_SHORT EXERCISE_
Reproduce the entries exactly.

_ _ _ _

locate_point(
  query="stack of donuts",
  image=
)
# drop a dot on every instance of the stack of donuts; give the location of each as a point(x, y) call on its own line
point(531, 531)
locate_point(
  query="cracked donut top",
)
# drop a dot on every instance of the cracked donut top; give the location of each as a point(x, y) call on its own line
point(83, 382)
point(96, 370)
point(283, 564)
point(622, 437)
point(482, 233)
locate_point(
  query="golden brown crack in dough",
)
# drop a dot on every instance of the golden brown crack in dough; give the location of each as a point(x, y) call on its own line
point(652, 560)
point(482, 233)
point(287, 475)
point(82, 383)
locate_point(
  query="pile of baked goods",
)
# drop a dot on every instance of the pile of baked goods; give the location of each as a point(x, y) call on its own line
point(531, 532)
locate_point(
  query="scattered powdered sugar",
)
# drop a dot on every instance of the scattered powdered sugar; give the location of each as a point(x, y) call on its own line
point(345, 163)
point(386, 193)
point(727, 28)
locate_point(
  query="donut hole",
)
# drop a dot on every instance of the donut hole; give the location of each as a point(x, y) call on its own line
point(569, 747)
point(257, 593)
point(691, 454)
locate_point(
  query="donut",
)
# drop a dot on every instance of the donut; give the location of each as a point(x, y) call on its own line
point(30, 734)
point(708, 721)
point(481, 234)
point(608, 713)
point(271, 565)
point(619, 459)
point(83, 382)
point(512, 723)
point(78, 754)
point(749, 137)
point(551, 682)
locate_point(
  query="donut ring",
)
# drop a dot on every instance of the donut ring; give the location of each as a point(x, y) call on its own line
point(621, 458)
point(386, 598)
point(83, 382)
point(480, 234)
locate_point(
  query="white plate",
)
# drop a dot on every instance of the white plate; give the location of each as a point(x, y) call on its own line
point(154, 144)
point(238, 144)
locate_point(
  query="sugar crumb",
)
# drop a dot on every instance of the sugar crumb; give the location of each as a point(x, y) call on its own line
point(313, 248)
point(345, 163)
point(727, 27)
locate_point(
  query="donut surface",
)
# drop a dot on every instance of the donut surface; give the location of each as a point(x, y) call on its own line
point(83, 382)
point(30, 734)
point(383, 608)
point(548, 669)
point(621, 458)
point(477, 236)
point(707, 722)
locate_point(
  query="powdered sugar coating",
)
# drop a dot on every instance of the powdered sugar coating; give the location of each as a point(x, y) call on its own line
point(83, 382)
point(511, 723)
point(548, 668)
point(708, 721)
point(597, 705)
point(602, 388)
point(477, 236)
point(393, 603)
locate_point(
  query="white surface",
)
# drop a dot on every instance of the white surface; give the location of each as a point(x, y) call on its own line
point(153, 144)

_ _ _ _

_ANSWER IN FULL_
locate_point(
  query="stack of donuts",
  image=
)
# drop a dot on every instance of the stack of donuts; give the location of each as a point(x, y) call on its own line
point(531, 531)
locate_point(
  query="cracked donut top",
)
# drop a dot on every instance of the cracked donut top; give the location of each as a point(x, y) call on its own line
point(83, 382)
point(96, 370)
point(283, 564)
point(622, 437)
point(482, 233)
locate_point(
  query="golden brown crack in dough",
)
# drop a dot on every instance of the golden brown crack in dough; give the location of each as a point(x, y) call on its own line
point(652, 560)
point(482, 233)
point(287, 475)
point(82, 383)
locate_point(
  query="pile of baked goods",
)
# drop a dot on every instance of the pile of baked goods; give the location of each as a point(x, y) call on its own line
point(531, 532)
locate_point(
  query="scattered powdered sugar",
)
# drop a dot on every instance of the scattered powdered sugar; give the location of each as a point(x, y) call on its own line
point(345, 163)
point(386, 193)
point(727, 28)
locate_point(
  query="donut hole",
)
# drop a dot on every instance of the donut hole; give the location of each as a point(x, y) call on its own line
point(569, 747)
point(257, 593)
point(691, 454)
locate_point(
  query="donut",
)
# drop a dot on every instance of the donut; give the location of each as a point(x, y) call on its own line
point(30, 734)
point(708, 721)
point(481, 234)
point(608, 713)
point(271, 565)
point(619, 459)
point(83, 382)
point(512, 723)
point(78, 754)
point(749, 137)
point(551, 682)
locate_point(
  query="donut ring",
)
# drop a dot on every instance of the donut ring; give the location of each as a point(x, y) call on its own line
point(621, 458)
point(386, 598)
point(83, 382)
point(480, 234)
locate_point(
  query="white plate",
)
# drop a dot on every instance of the white plate; give the location of each as a point(x, y) call on its own line
point(154, 144)
point(238, 144)
locate_point(
  query="sugar crumb",
)
# drop a dot on every instance of the sugar crumb; give the location of each as a point(x, y) call on its own line
point(313, 248)
point(345, 163)
point(727, 27)
locate_point(
  query="donut surface",
)
# drop a dot on every instance of the donut surface; give the location of each as a point(x, y) call on its own line
point(83, 382)
point(30, 734)
point(383, 608)
point(548, 669)
point(621, 458)
point(477, 236)
point(707, 722)
locate_point(
  query="powdered sugar coating",
)
# drop a dot on every instance of the powdered sugar coating; give the location of each as a point(x, y) call on its own line
point(83, 382)
point(511, 723)
point(548, 668)
point(708, 721)
point(597, 705)
point(602, 388)
point(477, 236)
point(393, 603)
locate_point(
  query="white surface",
)
# drop a dot on every instance of the white surface; give the location of each as a point(x, y) call on its own line
point(153, 144)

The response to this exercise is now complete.